*GIVEN DATA*
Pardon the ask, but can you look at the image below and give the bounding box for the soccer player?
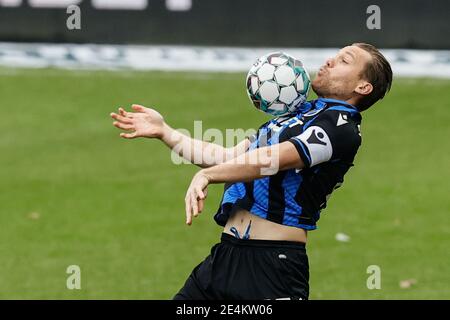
[110,43,392,300]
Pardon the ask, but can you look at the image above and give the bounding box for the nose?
[325,57,334,68]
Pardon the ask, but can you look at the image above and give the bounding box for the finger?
[198,198,204,213]
[191,192,199,217]
[195,186,205,200]
[185,194,192,225]
[120,132,138,139]
[118,107,133,118]
[111,113,133,124]
[113,121,134,131]
[132,104,154,115]
[132,104,146,113]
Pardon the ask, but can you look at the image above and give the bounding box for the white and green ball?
[246,52,311,116]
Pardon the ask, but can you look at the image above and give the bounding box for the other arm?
[110,104,250,168]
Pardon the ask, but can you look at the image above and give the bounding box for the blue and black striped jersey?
[214,98,362,230]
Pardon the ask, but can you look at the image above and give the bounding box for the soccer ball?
[246,52,311,116]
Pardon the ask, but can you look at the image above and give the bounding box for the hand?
[110,104,166,139]
[185,171,211,225]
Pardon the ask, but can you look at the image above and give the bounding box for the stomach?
[224,207,308,243]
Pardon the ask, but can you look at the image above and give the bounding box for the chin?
[311,81,321,96]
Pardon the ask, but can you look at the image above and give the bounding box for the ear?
[355,81,373,96]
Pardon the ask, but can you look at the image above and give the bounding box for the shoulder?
[309,107,362,142]
[314,106,361,126]
[290,106,362,166]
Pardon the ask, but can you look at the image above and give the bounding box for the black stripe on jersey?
[215,182,234,212]
[266,171,288,224]
[214,183,235,226]
[294,162,350,226]
[235,181,255,212]
[293,168,319,225]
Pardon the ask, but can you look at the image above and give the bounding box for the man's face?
[312,45,372,102]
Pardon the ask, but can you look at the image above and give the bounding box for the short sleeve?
[288,110,361,168]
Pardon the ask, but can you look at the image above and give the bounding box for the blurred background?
[0,0,449,299]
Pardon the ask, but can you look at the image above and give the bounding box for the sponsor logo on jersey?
[336,113,349,126]
[297,126,332,166]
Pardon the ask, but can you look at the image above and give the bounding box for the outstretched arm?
[184,141,304,225]
[110,104,250,168]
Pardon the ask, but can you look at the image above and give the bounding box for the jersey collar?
[317,98,360,111]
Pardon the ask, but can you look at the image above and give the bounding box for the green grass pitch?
[0,68,448,299]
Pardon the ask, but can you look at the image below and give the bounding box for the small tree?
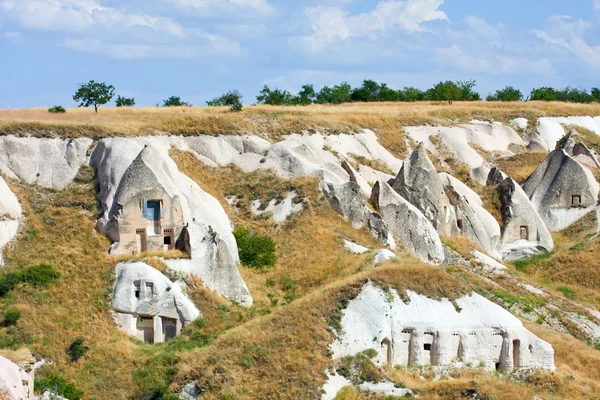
[73,80,115,113]
[255,85,293,105]
[233,227,277,269]
[115,95,135,107]
[67,338,89,361]
[294,84,316,105]
[488,86,523,102]
[163,96,191,107]
[3,307,21,325]
[530,87,559,101]
[207,90,243,111]
[430,81,463,104]
[48,105,66,114]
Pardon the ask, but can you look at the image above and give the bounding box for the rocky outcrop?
[498,178,554,260]
[0,176,20,266]
[322,180,392,246]
[525,132,549,152]
[522,149,599,231]
[332,282,555,372]
[112,262,200,343]
[91,138,252,306]
[572,142,600,169]
[0,136,92,190]
[0,355,34,400]
[486,167,507,187]
[391,143,457,237]
[440,173,501,259]
[371,181,444,264]
[538,117,600,149]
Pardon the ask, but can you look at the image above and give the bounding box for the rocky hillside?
[0,103,600,400]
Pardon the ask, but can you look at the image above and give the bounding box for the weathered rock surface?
[91,138,252,306]
[510,118,528,131]
[322,180,392,246]
[440,173,501,259]
[371,181,444,264]
[332,282,555,372]
[498,178,554,260]
[392,143,457,237]
[0,355,34,400]
[0,136,92,190]
[523,149,599,231]
[572,142,600,169]
[0,176,20,266]
[486,167,507,187]
[525,131,550,152]
[538,116,600,149]
[250,191,304,224]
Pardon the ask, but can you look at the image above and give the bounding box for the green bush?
[162,96,191,107]
[3,307,21,325]
[558,285,576,299]
[35,375,84,400]
[233,227,277,269]
[67,337,89,361]
[207,89,243,112]
[20,264,61,288]
[48,105,66,113]
[115,95,135,107]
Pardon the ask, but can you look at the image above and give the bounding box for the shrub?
[207,90,243,112]
[115,95,135,107]
[3,307,21,325]
[558,285,576,298]
[487,86,523,102]
[35,375,84,400]
[255,85,294,105]
[233,227,277,269]
[67,337,89,361]
[48,105,66,113]
[162,96,191,107]
[20,264,60,288]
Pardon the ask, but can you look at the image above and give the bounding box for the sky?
[0,0,599,108]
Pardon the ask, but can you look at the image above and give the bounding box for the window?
[134,281,141,298]
[164,229,174,249]
[145,282,154,296]
[520,226,529,240]
[457,219,464,230]
[571,195,581,207]
[164,235,172,246]
[144,200,162,221]
[423,343,432,351]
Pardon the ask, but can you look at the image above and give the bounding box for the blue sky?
[0,0,599,108]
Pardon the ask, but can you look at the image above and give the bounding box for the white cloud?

*WHAT IS NEEDED*
Copy all of the entries verbatim, leaving out any pictures they contain.

*SOLUTION FOR THIS TASK*
Pardon the ask, but can you look at the image below and give the bounding box for the soccer player?
[110,43,392,300]
Pardon the ask, but can you look at the image above and give the bounding box for the nose?
[325,57,334,68]
Pardon the ask, but can you look at the image above and give the bounding box for the finger?
[198,198,204,213]
[191,192,199,217]
[195,186,205,200]
[185,194,192,225]
[120,132,138,139]
[118,107,133,118]
[111,113,133,124]
[113,121,134,131]
[132,104,154,115]
[132,104,146,113]
Pardon the ask, but can you look at the image above and give the bounding box for the white and green ball?
[246,52,311,116]
Pardon the ask, but can you look at the image above and give the bounding box for the other arm?
[110,104,250,168]
Pardon the ask, but can you look at the image above and give the bounding box for the blue and black striped jersey?
[214,98,362,230]
Pardon the ask, but can you look at the image above and give the bounding box for the soccer ball?
[246,52,311,116]
Pardon the ask, but can you look at the image above and give the bounding box for the hand?
[110,104,166,139]
[185,171,211,225]
Pardon the ask, but can you look at the image above and give the bounding box for the stomach?
[224,207,308,243]
Pardon the ask, but can you look at the image above and give the bounding box for the chin?
[311,81,321,96]
Pardon the ask, but can you look at the image above and give the bounding box for the ear?
[355,81,373,96]
Pardon the ask, but can you look at the image above and give the bounding box for the shoulder?
[309,107,362,142]
[314,106,361,126]
[290,106,362,166]
Pardon the ask, but can you look at the image above and give the bounding box for the black stripe on jersey?
[215,182,234,212]
[266,171,288,224]
[214,183,235,226]
[294,162,350,226]
[235,181,255,212]
[293,168,319,225]
Pardon the ask, but can you look at the image above and give the bounding box for the man's face?
[312,45,372,102]
Pardon the ask, but can you look at the image above and give the bounding box for the short sleeve?
[288,110,361,168]
Pardon the ask, but can you look at the image above and give the bounding box for the blurred background?
[0,0,449,299]
Pardon the ask, but can you look at the image above and give the bounding box for the sponsor logo on jersey?
[336,113,349,126]
[297,126,332,166]
Pardon the ask, but can you look at the image above and give the bounding box for the outstretched arm?
[184,141,304,225]
[110,104,250,168]
Pardon the ask, but can you look at the image above and give the bounding box for the jersey collar?
[317,98,360,111]
Pardon the ask, but can you look at the image above and give the bounding box for the green grass pitch?
[0,68,448,299]
Pardon the ask, but can you look at the image below and give the bounding box for the small tree?
[73,80,115,113]
[255,85,293,105]
[233,227,277,269]
[115,95,135,107]
[67,338,89,361]
[294,84,316,105]
[488,86,523,102]
[163,96,191,107]
[3,307,21,325]
[530,87,559,101]
[207,90,243,111]
[430,81,463,104]
[48,105,66,114]
Pardon the ask, but can you look at the image above and give the bounding box for the rocky outcrop?
[498,178,554,260]
[0,176,20,266]
[322,180,392,246]
[525,132,549,152]
[522,149,599,231]
[332,282,555,372]
[112,262,200,343]
[91,138,252,306]
[572,142,600,169]
[0,136,92,190]
[0,355,34,400]
[486,167,507,187]
[391,143,457,237]
[440,173,501,259]
[371,181,444,264]
[538,117,600,149]
Pardon the ask, but can you look at the image above and give the bounding box for the rocky hillside?
[0,103,600,400]
Pardon the ask, but can you look at the image above and give the bounding box for the weathered rock surface?
[91,138,252,306]
[510,118,528,131]
[322,180,392,246]
[440,173,501,259]
[371,181,444,264]
[332,282,555,372]
[498,178,554,260]
[392,143,457,237]
[0,355,34,400]
[0,136,92,190]
[523,149,599,231]
[572,142,600,169]
[0,176,20,266]
[486,167,507,187]
[525,131,550,152]
[538,116,600,149]
[250,191,304,224]
Pardon the ask, but can you look at the image above and give the bounding box for the green bush?
[162,96,191,107]
[3,307,21,325]
[558,285,576,299]
[35,375,84,400]
[233,227,277,269]
[67,337,89,361]
[207,89,243,112]
[20,264,61,288]
[48,105,66,113]
[115,95,135,107]
Pardon the ask, but can you look at the image above and give the bounding box for the shrub?
[207,90,243,112]
[115,95,135,107]
[3,307,21,325]
[558,285,576,298]
[487,86,523,102]
[35,375,84,400]
[255,85,294,105]
[233,227,277,269]
[67,337,89,361]
[48,105,66,113]
[162,96,191,107]
[20,264,60,288]
Pardon the ask, but can you look at the image above and give the bounding box for the sky?
[0,0,599,108]
Pardon the ask, but can you look at the image above and give the bounding box for the window?
[134,281,141,298]
[164,229,174,249]
[145,282,154,296]
[520,226,529,240]
[457,219,464,230]
[571,195,581,207]
[164,235,172,246]
[144,200,162,221]
[423,343,432,351]
Pardon the ask, but can you look at the image above and give the bounding box for the blue sky?
[0,0,599,108]
Pardon the ask, but can you look at the image above and give the bounding box for the white cloud?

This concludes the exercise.